■ The exercise ■
Reproduce all of the data below line for line, changing nothing.

___ Record set

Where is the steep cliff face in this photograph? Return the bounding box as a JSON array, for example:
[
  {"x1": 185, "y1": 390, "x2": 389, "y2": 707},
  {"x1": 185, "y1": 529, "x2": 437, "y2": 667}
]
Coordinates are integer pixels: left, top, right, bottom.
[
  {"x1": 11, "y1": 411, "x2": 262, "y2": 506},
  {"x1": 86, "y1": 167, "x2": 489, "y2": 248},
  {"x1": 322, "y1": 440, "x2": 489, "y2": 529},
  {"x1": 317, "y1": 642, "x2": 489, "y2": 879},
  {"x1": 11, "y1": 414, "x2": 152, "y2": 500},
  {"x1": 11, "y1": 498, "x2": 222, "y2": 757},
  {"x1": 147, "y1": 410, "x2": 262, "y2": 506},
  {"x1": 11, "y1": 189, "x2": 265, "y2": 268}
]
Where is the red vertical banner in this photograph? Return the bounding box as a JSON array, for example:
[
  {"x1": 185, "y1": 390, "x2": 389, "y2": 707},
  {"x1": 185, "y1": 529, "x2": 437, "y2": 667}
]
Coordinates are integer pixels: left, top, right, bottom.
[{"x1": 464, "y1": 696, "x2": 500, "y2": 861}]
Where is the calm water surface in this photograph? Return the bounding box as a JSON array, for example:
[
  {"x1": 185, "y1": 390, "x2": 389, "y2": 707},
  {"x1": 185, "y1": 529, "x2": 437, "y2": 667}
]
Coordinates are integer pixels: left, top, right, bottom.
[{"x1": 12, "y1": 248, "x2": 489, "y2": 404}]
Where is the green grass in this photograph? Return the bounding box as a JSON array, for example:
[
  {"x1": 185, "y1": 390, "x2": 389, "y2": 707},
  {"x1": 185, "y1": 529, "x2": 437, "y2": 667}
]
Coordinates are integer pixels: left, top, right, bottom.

______

■ Solution to this exercise ■
Where is the steep cliff face in this photograph? Return the bounding box as a JSON array, for example:
[
  {"x1": 185, "y1": 390, "x2": 389, "y2": 707},
  {"x1": 185, "y1": 529, "x2": 437, "y2": 667}
]
Coordinates are integer pixels: left, top, right, bottom.
[
  {"x1": 11, "y1": 411, "x2": 262, "y2": 506},
  {"x1": 86, "y1": 167, "x2": 489, "y2": 248},
  {"x1": 322, "y1": 440, "x2": 489, "y2": 529},
  {"x1": 317, "y1": 642, "x2": 489, "y2": 879},
  {"x1": 11, "y1": 414, "x2": 152, "y2": 500},
  {"x1": 11, "y1": 498, "x2": 222, "y2": 757},
  {"x1": 147, "y1": 410, "x2": 262, "y2": 506},
  {"x1": 11, "y1": 189, "x2": 265, "y2": 268}
]
Where is the red vertical banner in this photograph? Return the bounding box as a JSON array, for example:
[
  {"x1": 185, "y1": 390, "x2": 389, "y2": 707},
  {"x1": 185, "y1": 529, "x2": 437, "y2": 667}
]
Coordinates are integer pixels: left, top, right, bottom.
[{"x1": 464, "y1": 696, "x2": 500, "y2": 861}]
Where is the calm water surface in this photograph? Return the bounding box as a JSON array, for example:
[
  {"x1": 185, "y1": 390, "x2": 389, "y2": 707},
  {"x1": 185, "y1": 529, "x2": 437, "y2": 667}
]
Coordinates are integer pixels: left, top, right, bottom.
[{"x1": 12, "y1": 248, "x2": 489, "y2": 404}]
Where is the green grass in this photograph? Return the bounding box as a JSON array, for example:
[
  {"x1": 185, "y1": 390, "x2": 389, "y2": 707},
  {"x1": 185, "y1": 529, "x2": 437, "y2": 667}
]
Coordinates are integer pixels: left, top, right, bottom.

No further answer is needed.